> **What to work on**
Copy the material below from the line containing "of the water?" through its last line, requests included. Shift every coordinate in the answer points by -14, leaving all other numbers unchanged.

> **Available records**

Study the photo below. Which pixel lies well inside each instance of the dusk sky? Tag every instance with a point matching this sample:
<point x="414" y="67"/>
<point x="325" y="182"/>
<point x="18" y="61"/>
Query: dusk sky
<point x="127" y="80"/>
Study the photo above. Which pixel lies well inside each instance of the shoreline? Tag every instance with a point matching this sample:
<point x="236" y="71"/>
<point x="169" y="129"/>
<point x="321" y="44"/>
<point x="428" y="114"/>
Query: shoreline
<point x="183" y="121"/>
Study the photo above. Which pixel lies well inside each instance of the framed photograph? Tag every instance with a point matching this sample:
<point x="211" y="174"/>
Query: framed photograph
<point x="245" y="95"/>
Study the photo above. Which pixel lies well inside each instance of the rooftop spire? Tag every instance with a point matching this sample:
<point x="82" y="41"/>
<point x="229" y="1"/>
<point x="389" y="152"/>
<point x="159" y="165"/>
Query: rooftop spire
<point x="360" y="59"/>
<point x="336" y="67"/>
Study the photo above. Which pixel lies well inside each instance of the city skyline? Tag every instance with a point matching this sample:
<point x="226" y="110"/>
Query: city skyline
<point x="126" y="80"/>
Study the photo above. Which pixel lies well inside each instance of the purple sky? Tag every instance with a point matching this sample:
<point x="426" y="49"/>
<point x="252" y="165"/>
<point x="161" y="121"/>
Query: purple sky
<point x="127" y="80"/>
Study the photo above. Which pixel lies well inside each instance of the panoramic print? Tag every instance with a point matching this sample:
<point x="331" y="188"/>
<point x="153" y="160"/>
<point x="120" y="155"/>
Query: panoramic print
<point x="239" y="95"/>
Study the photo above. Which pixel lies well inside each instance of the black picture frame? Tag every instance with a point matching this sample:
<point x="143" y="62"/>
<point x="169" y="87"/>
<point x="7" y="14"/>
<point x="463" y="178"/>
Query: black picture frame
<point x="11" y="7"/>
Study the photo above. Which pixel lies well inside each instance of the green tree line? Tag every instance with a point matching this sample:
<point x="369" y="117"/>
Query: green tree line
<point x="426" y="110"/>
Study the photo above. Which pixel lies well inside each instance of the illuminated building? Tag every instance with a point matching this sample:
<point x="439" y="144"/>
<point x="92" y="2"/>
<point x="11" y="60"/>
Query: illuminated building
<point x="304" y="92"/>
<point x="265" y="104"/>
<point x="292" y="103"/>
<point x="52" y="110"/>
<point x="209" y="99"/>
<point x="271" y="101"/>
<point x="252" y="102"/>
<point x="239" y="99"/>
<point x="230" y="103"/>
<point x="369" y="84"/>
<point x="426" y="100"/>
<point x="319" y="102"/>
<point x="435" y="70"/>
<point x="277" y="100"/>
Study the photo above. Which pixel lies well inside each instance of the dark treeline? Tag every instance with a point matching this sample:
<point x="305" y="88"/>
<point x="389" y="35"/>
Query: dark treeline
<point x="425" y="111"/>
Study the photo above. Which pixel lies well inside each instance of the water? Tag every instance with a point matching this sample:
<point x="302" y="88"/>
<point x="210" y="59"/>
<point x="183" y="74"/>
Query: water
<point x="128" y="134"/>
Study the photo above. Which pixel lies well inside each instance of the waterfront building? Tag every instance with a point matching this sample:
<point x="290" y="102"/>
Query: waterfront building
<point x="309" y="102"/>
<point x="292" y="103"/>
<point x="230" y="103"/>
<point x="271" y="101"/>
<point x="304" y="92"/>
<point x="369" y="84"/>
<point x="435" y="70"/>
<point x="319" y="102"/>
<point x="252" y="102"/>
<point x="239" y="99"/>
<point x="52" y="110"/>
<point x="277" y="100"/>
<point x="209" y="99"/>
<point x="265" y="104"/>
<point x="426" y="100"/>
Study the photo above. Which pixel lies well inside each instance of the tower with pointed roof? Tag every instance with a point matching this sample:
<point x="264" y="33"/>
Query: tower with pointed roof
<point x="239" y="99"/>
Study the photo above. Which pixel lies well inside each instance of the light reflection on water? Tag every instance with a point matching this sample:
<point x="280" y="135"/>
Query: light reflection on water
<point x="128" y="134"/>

> **Output**
Study the photo above. Which pixel lies well inside each instance of the water? Tag every instance with a point matching this sample:
<point x="302" y="88"/>
<point x="210" y="59"/>
<point x="183" y="74"/>
Query: water
<point x="114" y="120"/>
Study the photo above. Which pixel lies well inside each instance of the waterfront building? Tag every instance with a point matching this sample:
<point x="290" y="102"/>
Query: waterfront building
<point x="295" y="88"/>
<point x="278" y="89"/>
<point x="216" y="89"/>
<point x="257" y="87"/>
<point x="290" y="78"/>
<point x="355" y="70"/>
<point x="421" y="56"/>
<point x="305" y="88"/>
<point x="238" y="88"/>
<point x="225" y="85"/>
<point x="38" y="96"/>
<point x="263" y="86"/>
<point x="195" y="85"/>
<point x="251" y="90"/>
<point x="412" y="86"/>
Study the photo above. Which pixel lies well inside each instance of the tower with pointed roof? Tag every instance with a point matching this sample:
<point x="264" y="33"/>
Query: tower with pointed roof
<point x="225" y="85"/>
Study the photo above. Which pixel lies well inside each instance of the light reflection on water? Tag every instance with a point matching this sample:
<point x="280" y="135"/>
Query: light reflection on water
<point x="114" y="120"/>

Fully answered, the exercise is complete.